▶ **PASSAGE SHOWN**:
Of course, what is happening on INF leads to an even more worrisome situation with respect to New START. Because if you get rid of INF and New START, you’re in a world where there are no enforceable, written, agreed-on limits on our nuclear forces. So, that is why a group of us wrote to President Trump urging the administration to get going on a discussion to extend the New START agreement.

Russia has complied with the New START agreement. And as we modernize our nuclear forces, which we need to do to maintain our own deterrent, it is a much better world to do that where we have predictability and stability knowing what the Russian strategic forces are and what limits they’re under. This is in addition to the important transparency and inspection regime that the treaty brings. You get rid of New START, you get rid of INF, you are potentially flying entirely blind unless both sides voluntarily agree to comply, but that is not guaranteed. That is a big, big issue.

▶ **GIVEN REQUEST**: Please answer from the New START passage: what did a group write to President Trump urging the administration to do? You won't need the data after this passage.

▶ **GIVEN INFORMATION**:
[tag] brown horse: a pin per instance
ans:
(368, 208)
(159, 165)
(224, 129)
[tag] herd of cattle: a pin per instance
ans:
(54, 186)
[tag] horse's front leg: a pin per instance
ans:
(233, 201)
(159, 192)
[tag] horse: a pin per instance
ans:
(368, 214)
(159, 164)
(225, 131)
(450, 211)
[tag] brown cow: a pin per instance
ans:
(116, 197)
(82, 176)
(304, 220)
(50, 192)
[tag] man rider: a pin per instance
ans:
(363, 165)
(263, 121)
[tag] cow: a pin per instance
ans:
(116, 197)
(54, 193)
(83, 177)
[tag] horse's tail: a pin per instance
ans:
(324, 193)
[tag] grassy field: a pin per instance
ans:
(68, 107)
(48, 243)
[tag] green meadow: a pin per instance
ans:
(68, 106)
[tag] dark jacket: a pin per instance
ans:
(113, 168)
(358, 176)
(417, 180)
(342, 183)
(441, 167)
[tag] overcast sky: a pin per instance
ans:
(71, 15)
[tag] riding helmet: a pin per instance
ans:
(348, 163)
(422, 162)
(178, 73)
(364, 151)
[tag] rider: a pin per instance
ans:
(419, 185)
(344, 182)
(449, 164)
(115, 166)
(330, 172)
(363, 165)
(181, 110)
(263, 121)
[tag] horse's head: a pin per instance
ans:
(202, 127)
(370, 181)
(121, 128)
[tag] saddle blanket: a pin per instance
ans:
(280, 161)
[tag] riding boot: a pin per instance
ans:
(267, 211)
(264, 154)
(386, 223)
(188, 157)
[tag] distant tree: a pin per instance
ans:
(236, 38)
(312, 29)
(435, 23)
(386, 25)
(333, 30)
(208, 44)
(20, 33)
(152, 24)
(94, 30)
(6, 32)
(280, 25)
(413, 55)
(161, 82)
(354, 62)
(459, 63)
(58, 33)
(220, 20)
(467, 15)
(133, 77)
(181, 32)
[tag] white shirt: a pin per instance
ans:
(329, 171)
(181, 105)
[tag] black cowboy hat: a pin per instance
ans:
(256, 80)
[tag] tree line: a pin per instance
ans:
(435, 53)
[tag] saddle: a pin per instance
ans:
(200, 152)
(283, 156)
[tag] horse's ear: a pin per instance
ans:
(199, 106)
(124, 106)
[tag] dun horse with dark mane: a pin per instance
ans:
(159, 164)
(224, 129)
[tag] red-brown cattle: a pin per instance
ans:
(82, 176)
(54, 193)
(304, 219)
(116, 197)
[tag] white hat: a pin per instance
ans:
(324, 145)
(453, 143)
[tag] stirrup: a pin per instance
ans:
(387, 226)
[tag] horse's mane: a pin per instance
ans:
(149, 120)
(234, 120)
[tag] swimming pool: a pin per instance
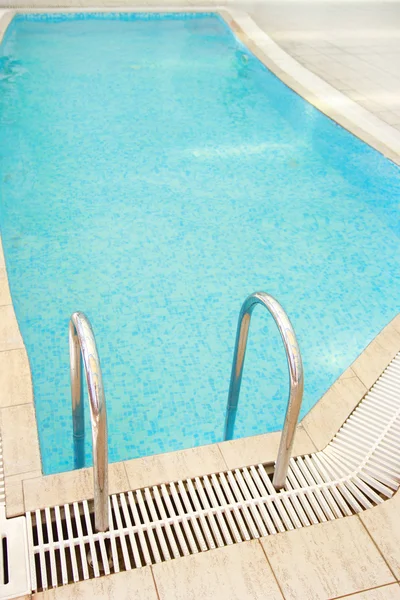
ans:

▶ **FINISHED TASK**: To start discussions on extending the New START agreement.